▶ **What is being asked**
The answer must consist of every record below, reproduced exactly.

Collected data
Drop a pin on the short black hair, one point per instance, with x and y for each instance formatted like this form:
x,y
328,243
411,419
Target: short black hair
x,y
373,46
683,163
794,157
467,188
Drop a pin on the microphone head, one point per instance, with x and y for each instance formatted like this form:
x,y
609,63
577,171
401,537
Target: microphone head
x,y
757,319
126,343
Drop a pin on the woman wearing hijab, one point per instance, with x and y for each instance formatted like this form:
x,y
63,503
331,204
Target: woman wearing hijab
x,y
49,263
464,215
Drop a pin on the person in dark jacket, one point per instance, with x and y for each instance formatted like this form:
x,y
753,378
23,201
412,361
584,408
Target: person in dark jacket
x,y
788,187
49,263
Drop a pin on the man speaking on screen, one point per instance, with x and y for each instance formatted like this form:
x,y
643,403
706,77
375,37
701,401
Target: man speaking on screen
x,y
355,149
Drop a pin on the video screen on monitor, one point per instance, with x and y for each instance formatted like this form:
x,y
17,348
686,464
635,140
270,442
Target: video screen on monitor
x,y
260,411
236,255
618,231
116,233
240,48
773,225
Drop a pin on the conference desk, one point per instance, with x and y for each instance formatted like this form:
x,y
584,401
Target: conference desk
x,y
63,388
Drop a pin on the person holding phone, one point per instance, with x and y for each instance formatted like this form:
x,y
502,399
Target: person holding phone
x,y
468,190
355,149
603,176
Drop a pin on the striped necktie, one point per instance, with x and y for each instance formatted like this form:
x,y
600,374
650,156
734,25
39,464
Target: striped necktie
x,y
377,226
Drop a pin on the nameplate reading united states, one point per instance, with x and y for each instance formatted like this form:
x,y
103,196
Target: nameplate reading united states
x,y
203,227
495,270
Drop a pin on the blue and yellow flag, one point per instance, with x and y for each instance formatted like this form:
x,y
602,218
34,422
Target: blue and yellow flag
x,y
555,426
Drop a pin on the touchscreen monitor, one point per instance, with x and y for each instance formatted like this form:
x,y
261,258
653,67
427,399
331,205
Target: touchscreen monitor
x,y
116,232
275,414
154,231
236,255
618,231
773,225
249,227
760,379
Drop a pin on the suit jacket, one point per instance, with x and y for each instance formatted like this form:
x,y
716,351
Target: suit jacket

▶ **Your response**
Drop a pin on the short black hair, one point per instance, with x and y for each instance formatted like this form:
x,y
328,243
411,419
Target: short black hair
x,y
373,46
683,163
794,157
467,188
Drop a pin on the microphone head, one point per instance, with x and y for each instance formatted like this form:
x,y
609,63
577,171
401,537
Target: microphone head
x,y
757,319
126,343
Drop a pin on the woman wearing hijab, one point per instance, with x and y for each instance formatted like this form:
x,y
63,503
331,204
Target: woman wearing hijab
x,y
49,263
464,215
Drop a pin on the person in dark jacket, one point per instance, with x and y for each instance formatted like this form:
x,y
753,378
23,201
412,361
584,408
Target: person in dark jacket
x,y
788,187
49,263
Drop a pin on the man speaking on screen, one point per instance, with x and y for each instance formatted like this form:
x,y
643,403
706,77
375,37
701,401
Target: man speaking on screen
x,y
355,149
Drop a pin on the video screen on monitor, one point per instance, with x and y for each instance formatted like this form:
x,y
17,348
686,464
635,140
270,442
Target: video screen on monitor
x,y
260,411
236,255
618,231
116,233
240,48
773,225
Drop a pin on the conference desk, one point per instance, with x and y for each instance formatted like this form:
x,y
584,401
Target: conference desk
x,y
63,388
Drop a pin on the person holding phone, one point per instance, with x and y for each instance formatted like this form:
x,y
502,399
Target: person holding phone
x,y
468,190
355,149
603,176
Drop a pin on the striped necktie, one point per instance, with x and y for each instance formatted like this form:
x,y
600,374
650,156
734,25
39,464
Target: striped necktie
x,y
377,226
Drop a pin on the nameplate reading united states, one point per instance, with x and y for each instance formatted like this form:
x,y
103,196
Target: nameplate reading united states
x,y
203,227
495,270
Drop a pin on the blue and yellow flag, one point per instance, with x and y for each instance formatted like this form:
x,y
602,218
34,422
Target: blue and yellow flag
x,y
555,426
Drop a pin on the touchscreen monitor, one point per instance, with x and y for each instance formatted like this form:
x,y
261,258
653,67
427,399
331,205
Target: touchscreen monitor
x,y
116,232
275,414
154,231
236,255
618,231
773,225
249,227
760,379
Drop a pin on the suit jacket, one point per instance, with x and y for each instance formatted like this form:
x,y
716,351
Target: suit jacket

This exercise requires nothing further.